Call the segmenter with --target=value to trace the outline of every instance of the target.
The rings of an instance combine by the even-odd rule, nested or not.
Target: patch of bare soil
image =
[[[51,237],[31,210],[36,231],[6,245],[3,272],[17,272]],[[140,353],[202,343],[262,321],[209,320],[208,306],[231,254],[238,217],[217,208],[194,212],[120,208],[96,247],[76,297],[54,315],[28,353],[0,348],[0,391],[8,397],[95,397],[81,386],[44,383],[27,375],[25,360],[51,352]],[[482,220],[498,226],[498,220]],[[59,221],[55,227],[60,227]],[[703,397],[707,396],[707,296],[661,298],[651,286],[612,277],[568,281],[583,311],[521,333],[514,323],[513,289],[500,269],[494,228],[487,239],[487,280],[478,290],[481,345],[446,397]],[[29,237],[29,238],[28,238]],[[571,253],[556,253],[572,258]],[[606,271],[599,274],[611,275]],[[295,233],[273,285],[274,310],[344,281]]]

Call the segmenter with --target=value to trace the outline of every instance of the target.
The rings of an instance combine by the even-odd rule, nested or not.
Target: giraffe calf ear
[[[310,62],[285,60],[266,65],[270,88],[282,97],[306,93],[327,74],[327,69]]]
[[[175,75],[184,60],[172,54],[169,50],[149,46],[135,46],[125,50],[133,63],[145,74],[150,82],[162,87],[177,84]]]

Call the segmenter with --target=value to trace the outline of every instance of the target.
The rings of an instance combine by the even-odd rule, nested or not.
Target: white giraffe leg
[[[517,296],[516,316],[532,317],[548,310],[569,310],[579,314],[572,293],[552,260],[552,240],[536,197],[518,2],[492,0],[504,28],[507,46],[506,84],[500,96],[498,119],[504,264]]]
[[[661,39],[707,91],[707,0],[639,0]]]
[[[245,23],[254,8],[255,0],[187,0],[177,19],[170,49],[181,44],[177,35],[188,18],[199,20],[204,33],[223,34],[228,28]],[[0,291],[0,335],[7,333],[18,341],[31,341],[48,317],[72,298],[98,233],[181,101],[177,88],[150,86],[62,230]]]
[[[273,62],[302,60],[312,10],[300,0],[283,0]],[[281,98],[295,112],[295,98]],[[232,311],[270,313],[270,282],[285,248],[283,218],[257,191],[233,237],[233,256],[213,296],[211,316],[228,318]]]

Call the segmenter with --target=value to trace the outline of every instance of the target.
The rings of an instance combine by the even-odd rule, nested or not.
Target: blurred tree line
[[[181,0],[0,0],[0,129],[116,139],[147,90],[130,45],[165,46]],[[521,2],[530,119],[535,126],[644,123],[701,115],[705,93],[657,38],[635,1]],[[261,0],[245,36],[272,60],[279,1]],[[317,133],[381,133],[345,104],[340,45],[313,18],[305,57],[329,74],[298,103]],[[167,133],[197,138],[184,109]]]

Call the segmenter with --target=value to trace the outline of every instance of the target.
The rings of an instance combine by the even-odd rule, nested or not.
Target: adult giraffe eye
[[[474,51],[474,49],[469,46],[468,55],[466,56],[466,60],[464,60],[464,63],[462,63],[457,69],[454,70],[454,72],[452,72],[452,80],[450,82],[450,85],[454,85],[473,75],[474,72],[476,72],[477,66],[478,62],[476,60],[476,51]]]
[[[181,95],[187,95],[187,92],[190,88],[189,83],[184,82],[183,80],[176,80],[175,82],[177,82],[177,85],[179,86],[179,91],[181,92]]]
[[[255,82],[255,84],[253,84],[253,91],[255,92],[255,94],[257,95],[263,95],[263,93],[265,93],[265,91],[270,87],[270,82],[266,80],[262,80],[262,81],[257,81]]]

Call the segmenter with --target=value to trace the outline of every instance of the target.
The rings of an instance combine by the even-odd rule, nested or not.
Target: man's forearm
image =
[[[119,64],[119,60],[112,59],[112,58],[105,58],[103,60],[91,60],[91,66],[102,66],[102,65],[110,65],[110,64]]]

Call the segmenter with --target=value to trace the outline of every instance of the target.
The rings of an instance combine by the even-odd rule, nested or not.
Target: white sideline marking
####
▶ _Required work_: Copy down the whole of the data above, matching it exactly.

▶ _Output below_:
Call the segmenter with --target=value to trace the outline of every instance of the target.
The rings of an instance combine by the even-odd rule, nested or not.
Target: patch of bare soil
image =
[[[51,237],[31,210],[36,231],[6,245],[3,272],[17,272]],[[140,353],[202,343],[262,321],[209,320],[208,306],[231,254],[238,217],[217,208],[194,212],[120,208],[96,247],[76,297],[54,315],[28,353],[0,348],[0,391],[8,397],[95,397],[81,386],[44,383],[27,375],[25,360],[51,352]],[[482,220],[498,226],[498,220]],[[59,221],[55,227],[60,227]],[[703,397],[707,396],[707,296],[661,298],[651,286],[612,277],[568,281],[583,311],[521,333],[514,323],[513,289],[500,269],[494,228],[487,239],[487,280],[478,290],[481,345],[446,397]],[[29,237],[29,238],[28,238]],[[571,253],[556,253],[572,258]],[[606,271],[599,274],[611,275]],[[295,233],[273,285],[274,310],[344,281]]]

Call the segmenter with --target=value to trace the outline of every instance of the target.
The rings of an instance combine by the even-odd rule, nested or not.
Target: giraffe calf ear
[[[310,62],[285,60],[266,65],[270,88],[282,97],[306,93],[327,74],[327,69]]]
[[[175,75],[184,60],[172,54],[169,50],[149,46],[135,46],[125,50],[133,63],[145,74],[150,82],[162,87],[177,84]]]

Call the segmenter with --target=value to trace the outline of every instance of the target.
The rings of an instance combine by the even-odd rule, nested or not.
Target: white giraffe leg
[[[517,296],[516,316],[532,317],[548,310],[569,310],[579,314],[572,293],[552,260],[552,240],[536,197],[518,2],[492,0],[504,28],[507,46],[506,84],[500,96],[498,119],[504,264]]]
[[[661,39],[707,91],[707,0],[639,0]]]
[[[245,23],[254,8],[255,0],[187,0],[177,19],[170,49],[181,44],[177,35],[188,18],[199,20],[204,33],[223,34],[228,28]],[[0,291],[0,335],[7,333],[18,341],[31,341],[48,317],[72,298],[98,233],[181,101],[177,88],[150,86],[62,230]]]
[[[273,62],[302,60],[312,10],[300,0],[283,0]],[[281,98],[295,112],[295,98]],[[232,311],[270,313],[270,282],[285,248],[283,218],[257,191],[233,237],[233,256],[213,296],[211,316],[228,318]]]

Call the segmenter with --target=value to trace the outline of every instance of the target.
The rings of an instance combine by the even-odd rule, nested or not.
Target: blurred tree line
[[[181,0],[0,0],[0,129],[116,139],[147,90],[130,45],[165,46]],[[521,2],[530,119],[535,126],[644,123],[701,115],[705,93],[657,38],[635,1]],[[261,0],[245,36],[272,60],[279,1]],[[317,133],[381,133],[345,104],[340,45],[313,18],[305,57],[329,74],[298,103]],[[167,133],[197,138],[184,109]]]

Call the segmenter with --target=value to trace the outline of every instance of the target.
The rings of an instance combine by the even-odd rule, nested or not.
Target: adult giraffe eye
[[[474,51],[474,49],[469,46],[468,55],[466,56],[466,60],[464,60],[464,63],[462,63],[457,69],[454,70],[454,72],[452,72],[452,80],[450,82],[450,85],[454,85],[473,75],[474,72],[476,72],[477,66],[478,62],[476,60],[476,51]]]
[[[181,95],[187,95],[187,92],[190,88],[189,83],[184,82],[183,80],[176,80],[175,82],[177,82],[177,85],[179,86],[179,91],[181,92]]]
[[[255,82],[255,84],[253,84],[253,91],[255,92],[255,94],[257,95],[263,95],[263,93],[265,93],[265,91],[270,87],[270,82],[266,80],[262,80],[262,81],[257,81]]]

Call the segmenter with --target=value to trace the outline of every instance of the target.
The rings of an instance combine by the even-odd rule, nested or not.
Target: man's forearm
image =
[[[119,64],[119,60],[112,59],[112,58],[105,58],[103,60],[91,60],[91,66],[102,66],[102,65],[110,65],[110,64]]]

Call the segmenter with --target=value to trace the outline of every instance of the target.
The rings of an instance combine by the even-odd rule, nested or not.
Target: white sideline marking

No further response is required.